Input for this task -
----

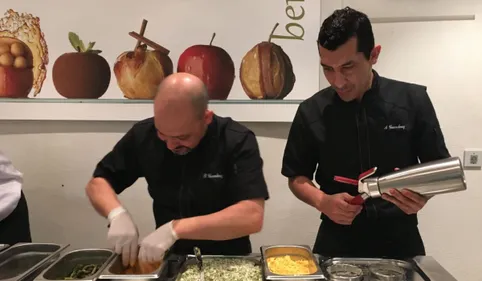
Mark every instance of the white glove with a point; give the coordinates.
(154, 246)
(123, 235)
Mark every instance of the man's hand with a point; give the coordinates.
(123, 235)
(338, 208)
(154, 246)
(408, 201)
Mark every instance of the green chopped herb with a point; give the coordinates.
(224, 269)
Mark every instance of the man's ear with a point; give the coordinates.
(375, 53)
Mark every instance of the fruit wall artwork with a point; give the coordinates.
(83, 74)
(139, 72)
(266, 71)
(213, 65)
(23, 55)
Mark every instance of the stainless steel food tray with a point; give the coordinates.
(63, 267)
(113, 271)
(411, 272)
(24, 261)
(191, 259)
(293, 250)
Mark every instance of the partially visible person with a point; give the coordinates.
(14, 216)
(204, 173)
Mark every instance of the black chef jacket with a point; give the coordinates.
(393, 126)
(225, 168)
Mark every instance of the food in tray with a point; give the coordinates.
(289, 265)
(82, 271)
(224, 269)
(142, 268)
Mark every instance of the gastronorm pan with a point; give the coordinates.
(302, 251)
(90, 261)
(23, 261)
(370, 269)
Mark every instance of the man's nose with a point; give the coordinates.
(340, 80)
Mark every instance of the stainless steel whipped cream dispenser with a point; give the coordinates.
(430, 178)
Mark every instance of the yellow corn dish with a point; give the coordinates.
(289, 265)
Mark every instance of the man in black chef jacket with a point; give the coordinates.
(204, 174)
(362, 121)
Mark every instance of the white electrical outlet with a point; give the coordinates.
(473, 158)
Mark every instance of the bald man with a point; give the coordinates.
(204, 174)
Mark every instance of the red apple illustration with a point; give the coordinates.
(213, 65)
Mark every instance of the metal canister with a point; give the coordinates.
(430, 178)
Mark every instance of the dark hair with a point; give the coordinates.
(344, 24)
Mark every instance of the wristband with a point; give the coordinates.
(115, 212)
(173, 232)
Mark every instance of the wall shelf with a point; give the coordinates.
(135, 110)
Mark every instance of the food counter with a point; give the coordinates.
(48, 262)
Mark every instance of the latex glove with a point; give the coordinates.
(123, 235)
(155, 245)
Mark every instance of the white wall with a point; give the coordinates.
(57, 158)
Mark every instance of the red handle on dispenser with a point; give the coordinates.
(360, 198)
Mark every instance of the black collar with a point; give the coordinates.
(368, 96)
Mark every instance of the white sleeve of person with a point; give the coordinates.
(11, 181)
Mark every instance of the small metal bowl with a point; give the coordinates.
(345, 272)
(387, 272)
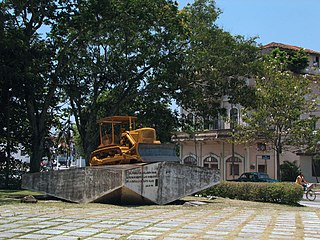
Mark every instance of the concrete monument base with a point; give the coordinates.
(146, 183)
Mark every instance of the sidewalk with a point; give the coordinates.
(66, 221)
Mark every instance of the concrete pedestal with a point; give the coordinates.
(160, 183)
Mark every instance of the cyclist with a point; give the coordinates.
(301, 181)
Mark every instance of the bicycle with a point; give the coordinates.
(310, 194)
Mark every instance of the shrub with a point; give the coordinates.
(282, 192)
(289, 171)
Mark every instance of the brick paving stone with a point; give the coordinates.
(141, 237)
(180, 235)
(61, 237)
(217, 233)
(158, 229)
(34, 236)
(212, 237)
(4, 235)
(108, 235)
(150, 233)
(50, 231)
(189, 230)
(121, 231)
(79, 233)
(130, 227)
(63, 227)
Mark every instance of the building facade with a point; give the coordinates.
(213, 147)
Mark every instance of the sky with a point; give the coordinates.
(293, 22)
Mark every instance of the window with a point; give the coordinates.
(234, 115)
(262, 168)
(316, 61)
(236, 169)
(211, 162)
(211, 123)
(315, 168)
(190, 118)
(190, 160)
(236, 165)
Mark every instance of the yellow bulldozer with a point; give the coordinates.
(122, 143)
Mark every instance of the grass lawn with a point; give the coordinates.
(196, 206)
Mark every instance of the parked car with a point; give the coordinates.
(255, 177)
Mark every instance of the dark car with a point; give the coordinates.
(255, 177)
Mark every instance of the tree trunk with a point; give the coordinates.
(37, 153)
(278, 164)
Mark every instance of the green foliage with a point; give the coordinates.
(289, 171)
(215, 63)
(280, 102)
(285, 193)
(294, 61)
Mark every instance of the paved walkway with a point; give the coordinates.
(173, 222)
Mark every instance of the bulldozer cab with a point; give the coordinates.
(121, 143)
(111, 128)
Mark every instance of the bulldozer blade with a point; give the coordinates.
(157, 152)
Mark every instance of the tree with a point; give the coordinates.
(215, 63)
(289, 171)
(36, 64)
(127, 51)
(283, 107)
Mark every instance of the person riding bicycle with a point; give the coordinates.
(301, 181)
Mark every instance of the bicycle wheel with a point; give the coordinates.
(311, 195)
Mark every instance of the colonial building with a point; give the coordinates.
(212, 147)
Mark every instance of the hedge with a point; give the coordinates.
(281, 192)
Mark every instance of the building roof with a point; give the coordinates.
(289, 47)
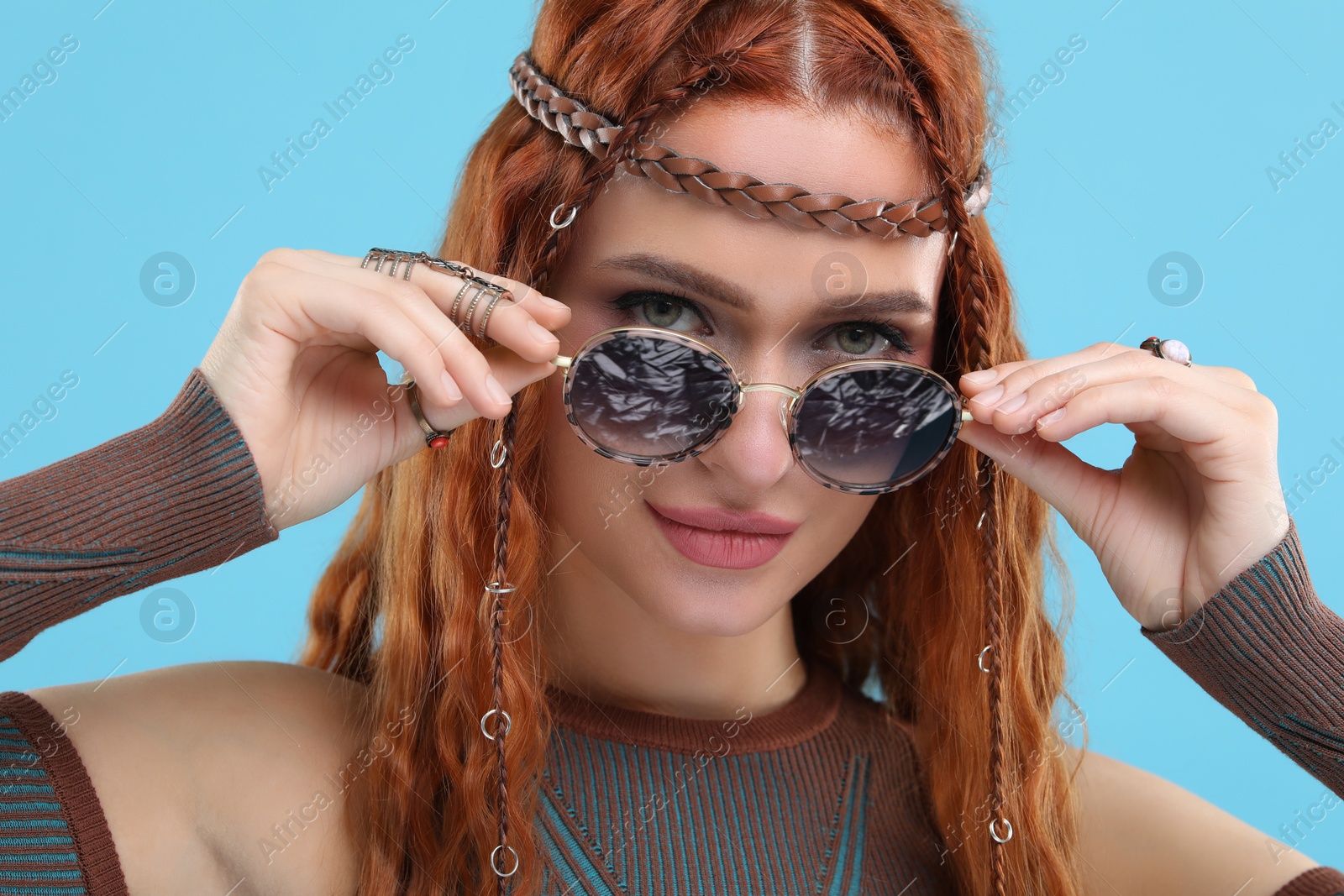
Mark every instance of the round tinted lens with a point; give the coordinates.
(874, 427)
(647, 398)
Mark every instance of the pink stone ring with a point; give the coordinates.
(1173, 349)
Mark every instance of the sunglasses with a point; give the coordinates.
(647, 396)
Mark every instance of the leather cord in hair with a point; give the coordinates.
(596, 134)
(702, 179)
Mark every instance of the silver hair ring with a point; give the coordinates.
(508, 723)
(568, 221)
(494, 866)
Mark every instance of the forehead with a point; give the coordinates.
(822, 155)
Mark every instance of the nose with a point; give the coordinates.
(754, 450)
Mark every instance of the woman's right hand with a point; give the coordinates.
(295, 365)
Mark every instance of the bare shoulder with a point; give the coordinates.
(1144, 835)
(203, 768)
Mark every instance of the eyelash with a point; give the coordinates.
(895, 338)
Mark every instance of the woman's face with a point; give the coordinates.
(780, 302)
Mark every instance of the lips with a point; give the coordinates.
(725, 539)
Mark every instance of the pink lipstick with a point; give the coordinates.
(725, 539)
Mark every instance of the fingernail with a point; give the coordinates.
(1050, 418)
(450, 387)
(495, 390)
(990, 396)
(541, 333)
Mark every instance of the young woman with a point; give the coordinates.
(539, 668)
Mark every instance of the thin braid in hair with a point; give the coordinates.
(632, 134)
(506, 495)
(979, 349)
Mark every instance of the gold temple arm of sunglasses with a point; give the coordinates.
(564, 360)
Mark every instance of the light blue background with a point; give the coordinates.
(1156, 140)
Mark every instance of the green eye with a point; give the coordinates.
(857, 340)
(662, 312)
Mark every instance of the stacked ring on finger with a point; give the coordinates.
(433, 438)
(483, 286)
(456, 269)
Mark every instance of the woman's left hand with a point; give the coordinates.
(1195, 504)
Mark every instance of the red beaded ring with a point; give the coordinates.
(434, 438)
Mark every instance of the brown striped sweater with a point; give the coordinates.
(824, 794)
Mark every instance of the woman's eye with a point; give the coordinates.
(862, 338)
(857, 340)
(664, 312)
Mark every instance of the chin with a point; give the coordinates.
(692, 605)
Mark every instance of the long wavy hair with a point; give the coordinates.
(402, 605)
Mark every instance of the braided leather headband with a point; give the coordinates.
(790, 203)
(582, 127)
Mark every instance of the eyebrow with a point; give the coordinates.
(893, 302)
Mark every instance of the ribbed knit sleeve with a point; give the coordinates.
(1268, 649)
(175, 496)
(1321, 880)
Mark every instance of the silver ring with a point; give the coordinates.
(396, 257)
(1173, 349)
(568, 221)
(494, 866)
(452, 315)
(490, 308)
(433, 438)
(508, 723)
(470, 309)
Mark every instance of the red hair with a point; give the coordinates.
(402, 606)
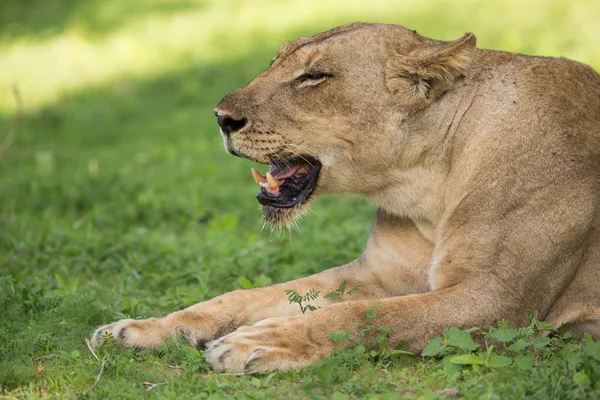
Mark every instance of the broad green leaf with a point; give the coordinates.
(504, 335)
(580, 378)
(519, 345)
(525, 361)
(460, 339)
(499, 362)
(540, 342)
(466, 359)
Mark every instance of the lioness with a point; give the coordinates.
(485, 167)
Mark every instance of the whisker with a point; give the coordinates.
(298, 154)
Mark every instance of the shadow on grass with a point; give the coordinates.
(45, 18)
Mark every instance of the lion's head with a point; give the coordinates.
(329, 114)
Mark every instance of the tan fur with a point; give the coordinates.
(485, 167)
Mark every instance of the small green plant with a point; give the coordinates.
(295, 297)
(338, 294)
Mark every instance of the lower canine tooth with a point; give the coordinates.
(273, 182)
(258, 177)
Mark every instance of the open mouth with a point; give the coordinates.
(288, 183)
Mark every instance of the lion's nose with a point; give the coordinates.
(230, 125)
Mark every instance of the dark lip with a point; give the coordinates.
(294, 190)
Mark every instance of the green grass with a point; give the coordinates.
(116, 198)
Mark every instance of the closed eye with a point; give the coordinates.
(313, 77)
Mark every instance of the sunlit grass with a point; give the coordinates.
(117, 199)
(206, 32)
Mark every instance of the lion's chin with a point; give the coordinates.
(282, 218)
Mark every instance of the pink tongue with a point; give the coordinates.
(282, 172)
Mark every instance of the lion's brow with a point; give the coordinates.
(297, 44)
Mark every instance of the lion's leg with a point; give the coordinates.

----

What is needed - Repeat the line containing "Mark every instance of the pink tongue" and all subsequent lines through the final line of the data, exactly and with no others.

Problem solution -
Mark every instance of the pink tongue with a point; give the coordinates.
(282, 172)
Mark every instance of the lion's brow with a point; give the coordinates.
(297, 44)
Mark every instance of the lion's leg with a point; give the coordinates.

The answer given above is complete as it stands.